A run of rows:
— BEGIN —

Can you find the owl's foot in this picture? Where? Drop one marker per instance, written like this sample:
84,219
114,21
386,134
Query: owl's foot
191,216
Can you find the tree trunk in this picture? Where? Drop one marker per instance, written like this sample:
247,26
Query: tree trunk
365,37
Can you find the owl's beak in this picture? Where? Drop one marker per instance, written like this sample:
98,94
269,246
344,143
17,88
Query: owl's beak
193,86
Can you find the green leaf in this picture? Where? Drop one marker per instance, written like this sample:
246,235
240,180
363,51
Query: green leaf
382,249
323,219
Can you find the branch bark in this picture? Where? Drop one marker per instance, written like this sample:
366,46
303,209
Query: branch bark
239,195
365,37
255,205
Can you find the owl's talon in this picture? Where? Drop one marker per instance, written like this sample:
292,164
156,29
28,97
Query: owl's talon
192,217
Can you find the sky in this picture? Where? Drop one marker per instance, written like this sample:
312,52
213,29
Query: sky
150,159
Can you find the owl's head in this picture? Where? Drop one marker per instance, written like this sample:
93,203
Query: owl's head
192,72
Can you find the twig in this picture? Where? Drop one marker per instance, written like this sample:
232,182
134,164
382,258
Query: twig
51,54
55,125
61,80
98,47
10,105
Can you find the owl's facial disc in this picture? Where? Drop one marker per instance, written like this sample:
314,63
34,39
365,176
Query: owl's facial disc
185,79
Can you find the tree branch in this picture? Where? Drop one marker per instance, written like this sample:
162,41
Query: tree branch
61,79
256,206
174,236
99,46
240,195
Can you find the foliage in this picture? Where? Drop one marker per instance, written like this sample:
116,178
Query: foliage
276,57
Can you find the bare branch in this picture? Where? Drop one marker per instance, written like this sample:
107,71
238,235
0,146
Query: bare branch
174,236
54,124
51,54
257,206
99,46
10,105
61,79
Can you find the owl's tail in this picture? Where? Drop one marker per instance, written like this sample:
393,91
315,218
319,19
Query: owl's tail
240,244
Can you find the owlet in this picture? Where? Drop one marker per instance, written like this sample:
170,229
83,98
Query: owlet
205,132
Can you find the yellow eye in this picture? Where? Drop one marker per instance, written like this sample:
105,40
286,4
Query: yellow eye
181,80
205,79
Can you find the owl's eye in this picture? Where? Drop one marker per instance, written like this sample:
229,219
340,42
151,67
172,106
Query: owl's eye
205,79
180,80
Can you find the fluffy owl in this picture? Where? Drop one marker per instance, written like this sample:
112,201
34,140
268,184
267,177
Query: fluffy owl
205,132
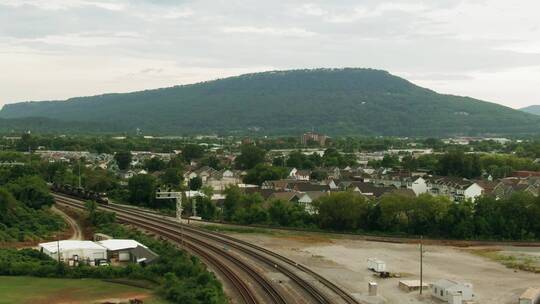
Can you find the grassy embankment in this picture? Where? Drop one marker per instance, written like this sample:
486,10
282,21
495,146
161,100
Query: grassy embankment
49,290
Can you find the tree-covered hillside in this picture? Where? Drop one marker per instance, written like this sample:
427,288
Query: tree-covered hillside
534,109
335,101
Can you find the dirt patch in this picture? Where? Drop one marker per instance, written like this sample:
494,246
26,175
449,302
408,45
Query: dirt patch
513,259
344,261
308,239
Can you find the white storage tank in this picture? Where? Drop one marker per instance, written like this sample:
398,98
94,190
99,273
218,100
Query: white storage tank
376,265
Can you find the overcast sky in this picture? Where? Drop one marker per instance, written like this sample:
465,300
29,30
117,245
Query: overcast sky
56,49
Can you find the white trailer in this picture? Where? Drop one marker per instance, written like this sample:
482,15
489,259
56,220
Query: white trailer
376,265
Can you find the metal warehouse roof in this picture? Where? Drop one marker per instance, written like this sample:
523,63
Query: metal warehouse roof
117,244
70,245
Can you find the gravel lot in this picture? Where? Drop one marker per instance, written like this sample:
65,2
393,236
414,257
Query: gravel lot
344,261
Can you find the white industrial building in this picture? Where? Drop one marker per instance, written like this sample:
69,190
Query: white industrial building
452,292
127,251
75,251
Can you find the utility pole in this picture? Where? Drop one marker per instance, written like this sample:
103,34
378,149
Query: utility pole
79,172
178,199
58,248
421,264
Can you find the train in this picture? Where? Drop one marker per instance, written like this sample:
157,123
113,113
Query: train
79,192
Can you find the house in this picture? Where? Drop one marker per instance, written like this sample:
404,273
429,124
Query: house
313,137
366,189
457,189
288,196
307,198
219,180
204,173
508,186
300,174
452,292
127,251
74,252
419,186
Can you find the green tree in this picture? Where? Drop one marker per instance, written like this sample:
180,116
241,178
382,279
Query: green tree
195,183
191,152
32,191
262,172
250,156
123,159
154,164
142,189
342,211
172,176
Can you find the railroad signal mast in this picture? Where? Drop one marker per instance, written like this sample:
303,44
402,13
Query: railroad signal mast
168,194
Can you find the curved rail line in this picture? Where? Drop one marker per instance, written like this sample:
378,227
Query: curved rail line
240,285
248,249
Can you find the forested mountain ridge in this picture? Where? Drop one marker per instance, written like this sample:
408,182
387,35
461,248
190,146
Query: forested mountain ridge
534,109
335,101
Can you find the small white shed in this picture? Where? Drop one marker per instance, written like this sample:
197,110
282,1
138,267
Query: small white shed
71,250
376,265
452,292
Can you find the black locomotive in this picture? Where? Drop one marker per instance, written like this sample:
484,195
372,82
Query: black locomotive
79,192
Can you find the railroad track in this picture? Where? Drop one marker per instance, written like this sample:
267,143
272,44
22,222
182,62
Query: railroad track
216,259
331,293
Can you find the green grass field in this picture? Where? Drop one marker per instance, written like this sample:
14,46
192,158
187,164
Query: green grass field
23,290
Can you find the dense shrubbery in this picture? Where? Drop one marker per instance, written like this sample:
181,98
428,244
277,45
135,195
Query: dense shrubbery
26,220
507,219
180,278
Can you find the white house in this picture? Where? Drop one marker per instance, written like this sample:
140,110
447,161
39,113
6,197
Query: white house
299,174
219,180
452,292
473,191
121,250
419,186
78,251
306,200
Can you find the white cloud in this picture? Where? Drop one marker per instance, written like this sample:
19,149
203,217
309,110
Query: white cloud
85,39
61,48
291,32
64,4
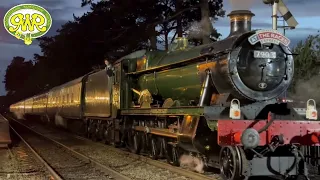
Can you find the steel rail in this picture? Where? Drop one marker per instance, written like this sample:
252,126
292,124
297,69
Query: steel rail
53,173
157,163
106,169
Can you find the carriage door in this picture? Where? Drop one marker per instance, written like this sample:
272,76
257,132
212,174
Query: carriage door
116,90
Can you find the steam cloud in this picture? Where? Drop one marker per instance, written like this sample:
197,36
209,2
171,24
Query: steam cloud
200,29
241,4
192,162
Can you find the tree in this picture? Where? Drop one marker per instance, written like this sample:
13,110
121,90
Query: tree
161,17
16,74
305,63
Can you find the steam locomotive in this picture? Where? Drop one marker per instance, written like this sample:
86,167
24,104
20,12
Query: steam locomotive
220,102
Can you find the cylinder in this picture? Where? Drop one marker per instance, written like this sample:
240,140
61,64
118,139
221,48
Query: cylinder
240,21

— END —

◆ Directions
Turn every line of the rows above into a Markdown table with the columns "Number" and "Line," skipping blank lines. Leave the pictures out of the table.

◆ Expected answer
| Number | Line |
|---|---|
| 1 | Can you find the owl's foot in this picture? Where? Drop one marker per instance, written like this sample: |
| 2 | 84,219 |
| 3 | 114,21 |
| 4 | 386,134 |
| 5 | Query: owl's foot |
| 6 | 191,216 |
| 7 | Can you find the tree trunk in this picture? Where? Drop one marker per instance, written like this sample: |
| 8 | 247,26 |
| 9 | Query: tree trunk |
| 10 | 365,37 |
| 11 | Can you find the owl's beak in this picture? Where? Drop one marker per instance, written like this sample: |
| 12 | 98,94 |
| 13 | 269,246 |
| 14 | 344,143 |
| 15 | 17,88 |
| 16 | Query: owl's beak |
| 17 | 193,86 |
| 18 | Can you find the green leaf in this picture? Where? Drop one marker per instance, written like this sample: |
| 19 | 246,235 |
| 20 | 240,180 |
| 21 | 363,51 |
| 22 | Query: green leaf |
| 23 | 382,249 |
| 24 | 323,219 |
| 25 | Can you find the branch bark in this picture? Where? Drop one marker per instance, written like this sample: |
| 26 | 366,46 |
| 27 | 303,209 |
| 28 | Query: branch bark |
| 29 | 239,195 |
| 30 | 365,37 |
| 31 | 255,205 |
| 32 | Can you find the owl's talon in this picture? Where? Drop one marker per instance, written like this sample: |
| 33 | 292,164 |
| 34 | 156,29 |
| 35 | 28,97 |
| 36 | Query: owl's talon |
| 37 | 192,217 |
| 38 | Can you find the sky in this picture? Where? Drop one marker per instance, written like this sample: |
| 39 | 312,52 |
| 40 | 213,29 |
| 41 | Query: sky |
| 42 | 150,159 |
| 43 | Can you find the owl's head in this picture? Where? Drop one marker per instance, written like this sample: |
| 44 | 93,203 |
| 45 | Query: owl's head |
| 46 | 192,72 |
| 47 | Can you find the twig in this picture? Where? Drop one marker per instance, written like this sample: |
| 48 | 232,182 |
| 49 | 134,164 |
| 50 | 382,258 |
| 51 | Query: twig |
| 52 | 51,54 |
| 53 | 55,125 |
| 54 | 61,80 |
| 55 | 98,47 |
| 56 | 10,105 |
| 57 | Can you find the owl's facial disc in this picture? Where? Drop one marker per instance, written like this sample: |
| 58 | 314,63 |
| 59 | 34,39 |
| 60 | 365,176 |
| 61 | Query: owl's facial disc |
| 62 | 185,79 |
| 63 | Can you find the tree branch in this picture? Where? Drop one marker per instance, written like this sample: |
| 64 | 162,41 |
| 65 | Query: tree branch |
| 66 | 61,79 |
| 67 | 256,206 |
| 68 | 174,236 |
| 69 | 99,46 |
| 70 | 240,195 |
| 71 | Can you find the foliage in this picture? Where? Drop one marker per instance, written like this sample: |
| 72 | 116,178 |
| 73 | Query: foliage |
| 74 | 276,57 |
| 75 | Can you find the bare branch in this picture? Where? Drop one marker per instance, written like this sample: |
| 76 | 107,71 |
| 77 | 238,235 |
| 78 | 0,146 |
| 79 | Query: bare branch |
| 80 | 174,236 |
| 81 | 54,124 |
| 82 | 51,54 |
| 83 | 257,206 |
| 84 | 99,46 |
| 85 | 10,105 |
| 86 | 61,79 |
| 87 | Can you find the owl's tail in this picture? Where? Drop one marker per instance, written like this sample: |
| 88 | 393,91 |
| 89 | 315,218 |
| 90 | 319,19 |
| 91 | Query: owl's tail |
| 92 | 240,244 |
| 93 | Can you find the owlet in this picture? Where? Drop one marker per instance, written like this sample: |
| 94 | 170,229 |
| 95 | 83,98 |
| 96 | Query: owlet |
| 97 | 205,132 |
| 98 | Can you find the yellow eye in this picture? Where? Drop one marker per instance, written like this sample: |
| 99 | 105,40 |
| 100 | 286,4 |
| 101 | Query: yellow eye |
| 102 | 181,80 |
| 103 | 205,79 |
| 104 | Can you find the owl's eye in this picture? Where? Drop one marker per instance, written like this sample: |
| 105 | 229,219 |
| 106 | 340,42 |
| 107 | 151,67 |
| 108 | 172,106 |
| 109 | Query: owl's eye |
| 110 | 205,79 |
| 111 | 180,80 |
| 112 | Can you find the fluffy owl in this picture? Where? Drop one marker per instance, written like this sample: |
| 113 | 112,201 |
| 114 | 34,140 |
| 115 | 268,184 |
| 116 | 267,177 |
| 117 | Query: fluffy owl |
| 118 | 205,132 |
| 119 | Can you find the grassy embankment in this picture? Where? Drop one marker per instance, written like this sample: |
| 120 | 486,10 |
| 121 | 282,21 |
| 122 | 495,146 |
| 123 | 161,100 |
| 124 | Query: grassy embankment |
| 125 | 49,290 |
| 126 | Can you find the tree-covered hillside in this picture? Where? Drop one marker per instance, written like this sample: |
| 127 | 427,288 |
| 128 | Query: tree-covered hillside |
| 129 | 534,109 |
| 130 | 335,101 |
| 131 | Can you find the dirt patch in this picture? Where? Drop one marker per instance, written like this sample: |
| 132 | 494,246 |
| 133 | 26,175 |
| 134 | 449,302 |
| 135 | 408,45 |
| 136 | Query: dirt patch |
| 137 | 513,259 |
| 138 | 344,261 |
| 139 | 308,239 |
| 140 | Can you find the white storage tank in this picture? Where? Drop one marker per instance, written like this sample: |
| 141 | 398,98 |
| 142 | 94,190 |
| 143 | 99,273 |
| 144 | 218,100 |
| 145 | Query: white storage tank |
| 146 | 376,265 |
| 147 | Can you find the overcast sky in this picture? Where? Drop one marker per instance, written like this sample: |
| 148 | 465,300 |
| 149 | 29,30 |
| 150 | 117,245 |
| 151 | Query: overcast sky |
| 152 | 56,49 |
| 153 | Can you find the white trailer in this picture? Where? Drop one marker per instance, written like this sample: |
| 154 | 482,15 |
| 155 | 489,259 |
| 156 | 56,220 |
| 157 | Query: white trailer |
| 158 | 376,265 |
| 159 | Can you find the metal warehouse roof in this picture? Where? Drop one marker per instance, written like this sample: |
| 160 | 523,63 |
| 161 | Query: metal warehouse roof |
| 162 | 117,244 |
| 163 | 70,245 |
| 164 | Can you find the gravel lot in this picture? Where? Drop one marker per instance, written like this sample: |
| 165 | 65,2 |
| 166 | 393,236 |
| 167 | 414,257 |
| 168 | Query: gravel lot |
| 169 | 344,261 |
| 170 | Can you find the white industrial building in this picture? Where? Drop one marker per instance, written like this sample: |
| 171 | 69,190 |
| 172 | Query: white industrial building |
| 173 | 452,292 |
| 174 | 127,251 |
| 175 | 75,251 |
| 176 | Can you find the utility pole in this picture? Where? Drop one marker per instance, written like this sample: |
| 177 | 103,34 |
| 178 | 378,149 |
| 179 | Query: utility pole |
| 180 | 79,172 |
| 181 | 178,199 |
| 182 | 58,248 |
| 183 | 421,264 |
| 184 | Can you find the train in this picture? Where? Drop one marker per instance, written like this sample: |
| 185 | 157,123 |
| 186 | 113,113 |
| 187 | Query: train |
| 188 | 79,192 |
| 189 | Can you find the house in this picture? Where? Drop one marker per instance, written like this sample: |
| 190 | 404,273 |
| 191 | 429,124 |
| 192 | Query: house |
| 193 | 313,137 |
| 194 | 366,189 |
| 195 | 457,189 |
| 196 | 288,196 |
| 197 | 307,198 |
| 198 | 219,180 |
| 199 | 204,173 |
| 200 | 508,186 |
| 201 | 300,174 |
| 202 | 452,292 |
| 203 | 127,251 |
| 204 | 74,252 |
| 205 | 419,186 |
| 206 | Can you find the green tree in this picture? Where? Drop one marker per instance, written like this sample: |
| 207 | 180,116 |
| 208 | 241,178 |
| 209 | 382,279 |
| 210 | Query: green tree |
| 211 | 195,183 |
| 212 | 191,152 |
| 213 | 32,191 |
| 214 | 262,172 |
| 215 | 250,156 |
| 216 | 123,159 |
| 217 | 154,164 |
| 218 | 142,189 |
| 219 | 342,211 |
| 220 | 172,176 |
| 221 | Can you find the railroad signal mast in this picture? Where? Drop one marker per instance, written like this sample: |
| 222 | 303,44 |
| 223 | 402,13 |
| 224 | Query: railroad signal mast |
| 225 | 168,194 |
| 226 | Can you find the curved rail line in this picture? Where? Drop one marker per instance, written like this sample: |
| 227 | 378,227 |
| 228 | Query: curved rail line |
| 229 | 240,285 |
| 230 | 248,249 |
| 231 | Can you find the forested mountain ridge in this picture? Where? Drop one marker per instance, written like this sample: |
| 232 | 408,182 |
| 233 | 387,35 |
| 234 | 461,248 |
| 235 | 190,146 |
| 236 | Query: forested mountain ridge |
| 237 | 534,109 |
| 238 | 335,101 |
| 239 | Can you find the small white shed in this picture? Where? Drop one marker per instance, written like this sample: |
| 240 | 197,110 |
| 241 | 282,1 |
| 242 | 138,267 |
| 243 | Query: small white shed |
| 244 | 71,250 |
| 245 | 376,265 |
| 246 | 452,292 |
| 247 | Can you find the black locomotive in this picture? Where? Drop one marker per instance, written like this sample: |
| 248 | 484,195 |
| 249 | 372,82 |
| 250 | Query: black locomotive |
| 251 | 79,192 |
| 252 | Can you find the railroad track in this picture? Where? Drop one marker per instance, written like this sample: |
| 253 | 267,143 |
| 254 | 272,44 |
| 255 | 22,222 |
| 256 | 182,62 |
| 257 | Query: railroad track |
| 258 | 216,259 |
| 259 | 331,293 |
| 260 | Can you find the green grass field in this picture? Where? Drop one marker per instance, written like this sample: |
| 261 | 14,46 |
| 262 | 192,158 |
| 263 | 187,164 |
| 264 | Query: green grass field |
| 265 | 23,290 |
| 266 | Can you find the dense shrubbery in this picture? Where? Drop one marker per instance, written like this sample: |
| 267 | 181,98 |
| 268 | 428,244 |
| 269 | 277,45 |
| 270 | 135,195 |
| 271 | Query: dense shrubbery |
| 272 | 26,220 |
| 273 | 507,219 |
| 274 | 180,278 |
| 275 | Can you find the white house in this picture? Where? Drop one marker per instance, written like this sample: |
| 276 | 140,110 |
| 277 | 447,161 |
| 278 | 39,113 |
| 279 | 6,197 |
| 280 | Query: white house |
| 281 | 299,174 |
| 282 | 219,180 |
| 283 | 452,292 |
| 284 | 473,191 |
| 285 | 121,250 |
| 286 | 419,186 |
| 287 | 78,251 |
| 288 | 306,200 |
| 289 | Can you find the white cloud in this picture? Where? Drop one marker per instance, written like this sample: |
| 290 | 19,149 |
| 291 | 203,217 |
| 292 | 309,110 |
| 293 | Query: white cloud |
| 294 | 85,39 |
| 295 | 61,48 |
| 296 | 291,32 |
| 297 | 64,4 |
| 298 | Can you find the steel rail in this picture? Where? Drop one marker per instance, written like this sample: |
| 299 | 252,126 |
| 300 | 292,124 |
| 301 | 297,69 |
| 302 | Query: steel rail |
| 303 | 53,173 |
| 304 | 157,163 |
| 305 | 106,169 |
| 306 | Can you find the carriage door in this picture? Where? Drop one marker per instance, written like this sample: |
| 307 | 272,76 |
| 308 | 257,132 |
| 309 | 212,174 |
| 310 | Query: carriage door |
| 311 | 116,90 |
| 312 | Can you find the steam cloud in this picture? Where? Drop one marker per instance, written like this sample: |
| 313 | 197,36 |
| 314 | 209,2 |
| 315 | 171,24 |
| 316 | Query: steam cloud |
| 317 | 200,29 |
| 318 | 241,4 |
| 319 | 192,162 |
| 320 | Can you find the tree in this picture? Where? Drop one marker per instance, written like this sample: |
| 321 | 13,110 |
| 322 | 121,90 |
| 323 | Query: tree |
| 324 | 161,17 |
| 325 | 16,74 |
| 326 | 305,63 |
| 327 | Can you find the steam locomotive in this picture? Where? Drop one marker per instance, written like this sample: |
| 328 | 86,167 |
| 329 | 24,104 |
| 330 | 20,12 |
| 331 | Query: steam locomotive |
| 332 | 220,102 |
| 333 | Can you find the cylinder in this picture? Where? Drop one marker per instance, written like this sample: |
| 334 | 240,140 |
| 335 | 61,64 |
| 336 | 118,139 |
| 337 | 221,48 |
| 338 | Query: cylinder |
| 339 | 240,21 |